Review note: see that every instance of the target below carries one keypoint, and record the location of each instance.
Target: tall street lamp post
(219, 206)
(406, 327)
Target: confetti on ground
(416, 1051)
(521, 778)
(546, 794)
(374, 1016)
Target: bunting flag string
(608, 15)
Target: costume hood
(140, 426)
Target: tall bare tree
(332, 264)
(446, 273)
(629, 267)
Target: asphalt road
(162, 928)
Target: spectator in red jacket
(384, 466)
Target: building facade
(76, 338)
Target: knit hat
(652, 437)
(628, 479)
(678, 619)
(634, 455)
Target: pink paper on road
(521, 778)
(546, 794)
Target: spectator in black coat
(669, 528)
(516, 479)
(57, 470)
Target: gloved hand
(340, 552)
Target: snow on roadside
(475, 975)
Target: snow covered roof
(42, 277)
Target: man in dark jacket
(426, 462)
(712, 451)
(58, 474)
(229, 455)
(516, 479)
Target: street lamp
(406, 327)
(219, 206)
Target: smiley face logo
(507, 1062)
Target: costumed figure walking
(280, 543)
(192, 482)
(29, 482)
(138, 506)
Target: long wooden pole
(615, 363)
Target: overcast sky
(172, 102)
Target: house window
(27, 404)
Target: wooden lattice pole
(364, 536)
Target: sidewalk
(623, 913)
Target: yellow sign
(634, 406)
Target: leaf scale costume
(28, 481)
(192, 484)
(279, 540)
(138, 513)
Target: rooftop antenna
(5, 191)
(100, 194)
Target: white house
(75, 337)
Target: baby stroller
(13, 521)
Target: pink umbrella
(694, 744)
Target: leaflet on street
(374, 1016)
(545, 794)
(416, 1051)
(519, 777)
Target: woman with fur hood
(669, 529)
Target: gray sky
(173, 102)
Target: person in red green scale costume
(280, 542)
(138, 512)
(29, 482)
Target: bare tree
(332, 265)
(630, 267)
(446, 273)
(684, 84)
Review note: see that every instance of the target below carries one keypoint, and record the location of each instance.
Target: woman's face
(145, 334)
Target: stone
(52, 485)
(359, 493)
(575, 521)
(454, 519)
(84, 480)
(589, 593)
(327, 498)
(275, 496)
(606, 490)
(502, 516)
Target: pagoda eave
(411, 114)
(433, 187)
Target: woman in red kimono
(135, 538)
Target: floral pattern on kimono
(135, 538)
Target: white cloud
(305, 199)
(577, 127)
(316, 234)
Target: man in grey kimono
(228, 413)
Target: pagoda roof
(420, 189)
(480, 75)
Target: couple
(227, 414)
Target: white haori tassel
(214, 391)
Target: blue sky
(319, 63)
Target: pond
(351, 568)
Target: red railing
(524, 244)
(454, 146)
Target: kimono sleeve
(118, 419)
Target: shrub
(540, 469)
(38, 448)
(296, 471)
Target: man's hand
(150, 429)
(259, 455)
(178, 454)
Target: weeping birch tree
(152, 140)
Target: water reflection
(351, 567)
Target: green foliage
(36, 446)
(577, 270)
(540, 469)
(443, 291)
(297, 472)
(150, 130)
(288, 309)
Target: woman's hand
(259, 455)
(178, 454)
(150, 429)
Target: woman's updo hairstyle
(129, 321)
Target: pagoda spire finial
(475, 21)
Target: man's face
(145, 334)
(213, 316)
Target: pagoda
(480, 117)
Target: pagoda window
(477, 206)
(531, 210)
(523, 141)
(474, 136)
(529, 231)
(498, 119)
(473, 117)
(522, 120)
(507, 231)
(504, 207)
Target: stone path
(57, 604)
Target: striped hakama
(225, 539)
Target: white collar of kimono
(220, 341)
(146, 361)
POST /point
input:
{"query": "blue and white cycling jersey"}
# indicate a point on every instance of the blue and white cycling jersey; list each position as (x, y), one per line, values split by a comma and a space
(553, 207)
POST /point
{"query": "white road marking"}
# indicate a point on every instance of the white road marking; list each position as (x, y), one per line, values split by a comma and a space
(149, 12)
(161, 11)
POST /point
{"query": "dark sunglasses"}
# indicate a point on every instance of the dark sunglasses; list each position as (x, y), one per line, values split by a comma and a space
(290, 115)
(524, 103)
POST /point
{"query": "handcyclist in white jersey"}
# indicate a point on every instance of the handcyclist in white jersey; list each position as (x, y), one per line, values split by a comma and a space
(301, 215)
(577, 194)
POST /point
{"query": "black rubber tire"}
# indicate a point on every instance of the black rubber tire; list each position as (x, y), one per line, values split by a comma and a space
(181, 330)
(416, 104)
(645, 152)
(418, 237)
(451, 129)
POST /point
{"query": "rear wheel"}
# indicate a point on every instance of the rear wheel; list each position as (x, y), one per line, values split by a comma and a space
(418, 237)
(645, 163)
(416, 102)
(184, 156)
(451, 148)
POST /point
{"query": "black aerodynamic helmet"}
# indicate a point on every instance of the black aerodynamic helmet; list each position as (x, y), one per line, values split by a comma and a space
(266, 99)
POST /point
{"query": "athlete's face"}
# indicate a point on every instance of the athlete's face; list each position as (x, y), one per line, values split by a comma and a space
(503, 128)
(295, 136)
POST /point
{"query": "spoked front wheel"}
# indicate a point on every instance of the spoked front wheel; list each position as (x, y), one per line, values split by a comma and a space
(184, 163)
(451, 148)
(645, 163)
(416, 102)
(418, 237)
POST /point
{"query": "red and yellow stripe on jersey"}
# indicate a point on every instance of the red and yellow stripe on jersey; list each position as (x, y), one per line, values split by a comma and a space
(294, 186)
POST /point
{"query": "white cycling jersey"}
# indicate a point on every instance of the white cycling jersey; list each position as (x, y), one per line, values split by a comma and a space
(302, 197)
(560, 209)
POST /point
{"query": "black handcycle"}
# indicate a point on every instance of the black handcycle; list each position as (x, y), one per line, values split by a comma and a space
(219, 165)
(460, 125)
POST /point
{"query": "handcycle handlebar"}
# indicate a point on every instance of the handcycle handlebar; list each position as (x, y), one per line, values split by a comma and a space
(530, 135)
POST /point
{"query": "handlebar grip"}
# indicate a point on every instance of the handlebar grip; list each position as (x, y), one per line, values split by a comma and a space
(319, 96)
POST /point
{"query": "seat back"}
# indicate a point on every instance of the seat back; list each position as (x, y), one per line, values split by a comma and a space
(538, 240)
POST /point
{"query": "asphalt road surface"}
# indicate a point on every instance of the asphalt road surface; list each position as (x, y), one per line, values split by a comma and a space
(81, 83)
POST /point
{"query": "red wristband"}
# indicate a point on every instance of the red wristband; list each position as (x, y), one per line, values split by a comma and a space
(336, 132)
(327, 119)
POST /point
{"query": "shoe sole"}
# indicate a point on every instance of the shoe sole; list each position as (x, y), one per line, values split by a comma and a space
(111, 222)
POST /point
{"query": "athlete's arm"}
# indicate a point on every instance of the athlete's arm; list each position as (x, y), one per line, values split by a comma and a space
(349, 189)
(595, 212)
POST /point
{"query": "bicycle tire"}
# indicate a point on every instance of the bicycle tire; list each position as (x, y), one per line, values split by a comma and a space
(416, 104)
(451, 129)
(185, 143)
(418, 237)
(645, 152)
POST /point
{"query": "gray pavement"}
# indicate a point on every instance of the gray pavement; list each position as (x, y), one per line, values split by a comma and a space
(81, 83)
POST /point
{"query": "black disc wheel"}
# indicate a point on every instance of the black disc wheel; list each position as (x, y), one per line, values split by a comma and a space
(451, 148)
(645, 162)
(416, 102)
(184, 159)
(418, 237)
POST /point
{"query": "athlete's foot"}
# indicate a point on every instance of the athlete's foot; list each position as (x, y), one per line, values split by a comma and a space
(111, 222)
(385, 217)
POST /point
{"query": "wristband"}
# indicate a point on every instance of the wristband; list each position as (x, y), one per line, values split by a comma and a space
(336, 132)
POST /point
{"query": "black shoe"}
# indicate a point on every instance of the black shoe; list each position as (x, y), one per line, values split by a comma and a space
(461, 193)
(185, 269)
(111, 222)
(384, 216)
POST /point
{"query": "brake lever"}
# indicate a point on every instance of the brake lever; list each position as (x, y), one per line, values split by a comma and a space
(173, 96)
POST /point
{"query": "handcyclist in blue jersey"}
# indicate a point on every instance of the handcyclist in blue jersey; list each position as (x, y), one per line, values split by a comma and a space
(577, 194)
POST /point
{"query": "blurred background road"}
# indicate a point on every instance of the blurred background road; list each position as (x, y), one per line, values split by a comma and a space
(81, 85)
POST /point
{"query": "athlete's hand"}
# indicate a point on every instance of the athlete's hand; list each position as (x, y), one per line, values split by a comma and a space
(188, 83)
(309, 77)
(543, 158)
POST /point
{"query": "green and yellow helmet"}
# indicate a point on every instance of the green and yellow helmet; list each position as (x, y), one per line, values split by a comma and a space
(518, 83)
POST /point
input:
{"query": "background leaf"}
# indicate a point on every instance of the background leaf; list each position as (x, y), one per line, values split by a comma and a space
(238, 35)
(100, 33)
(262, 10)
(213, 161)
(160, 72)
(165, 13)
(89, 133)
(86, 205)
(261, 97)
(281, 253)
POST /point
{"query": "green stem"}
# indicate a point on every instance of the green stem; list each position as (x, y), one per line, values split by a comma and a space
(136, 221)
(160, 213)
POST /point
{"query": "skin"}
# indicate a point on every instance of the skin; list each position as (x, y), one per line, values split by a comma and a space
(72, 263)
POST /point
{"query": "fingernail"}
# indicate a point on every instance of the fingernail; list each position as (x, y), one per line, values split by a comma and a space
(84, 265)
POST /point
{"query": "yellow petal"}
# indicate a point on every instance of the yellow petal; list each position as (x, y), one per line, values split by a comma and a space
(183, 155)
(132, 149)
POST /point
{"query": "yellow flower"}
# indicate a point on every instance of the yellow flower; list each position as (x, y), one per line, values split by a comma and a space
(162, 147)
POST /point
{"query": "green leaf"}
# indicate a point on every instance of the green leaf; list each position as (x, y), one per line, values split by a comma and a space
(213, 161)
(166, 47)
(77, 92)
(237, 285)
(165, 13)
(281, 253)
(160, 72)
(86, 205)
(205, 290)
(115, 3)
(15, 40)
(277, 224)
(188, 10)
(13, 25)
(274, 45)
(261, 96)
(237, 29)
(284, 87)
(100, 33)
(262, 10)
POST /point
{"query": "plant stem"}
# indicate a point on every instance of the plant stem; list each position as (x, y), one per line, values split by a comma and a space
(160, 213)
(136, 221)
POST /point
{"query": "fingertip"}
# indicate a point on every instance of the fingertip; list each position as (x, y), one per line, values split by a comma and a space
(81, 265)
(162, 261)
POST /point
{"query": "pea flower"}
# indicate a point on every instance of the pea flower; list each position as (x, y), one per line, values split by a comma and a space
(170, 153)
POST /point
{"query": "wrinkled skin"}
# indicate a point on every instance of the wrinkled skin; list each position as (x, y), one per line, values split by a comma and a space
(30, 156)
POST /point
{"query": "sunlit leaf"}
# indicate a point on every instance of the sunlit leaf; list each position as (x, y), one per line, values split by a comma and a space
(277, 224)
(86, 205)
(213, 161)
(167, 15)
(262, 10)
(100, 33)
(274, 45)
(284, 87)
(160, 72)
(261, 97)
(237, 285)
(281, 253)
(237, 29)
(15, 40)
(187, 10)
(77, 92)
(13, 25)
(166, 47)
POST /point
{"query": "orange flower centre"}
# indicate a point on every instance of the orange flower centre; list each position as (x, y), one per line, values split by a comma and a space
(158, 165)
************
> Schriftliche Übung: Ermittle alle Zeilen oben, in denen die Zeichenfolge „foot“ vorkommt, und schreib sie unverändert ab. Groß- und Kleinschreibung wird dabei unterschieden.

> Ergebnis der Übung:
{"query": "athlete's foot"}
# indicate a point on every instance of the athlete's foot; list each position as (x, y), one per line, values split by a comma and a space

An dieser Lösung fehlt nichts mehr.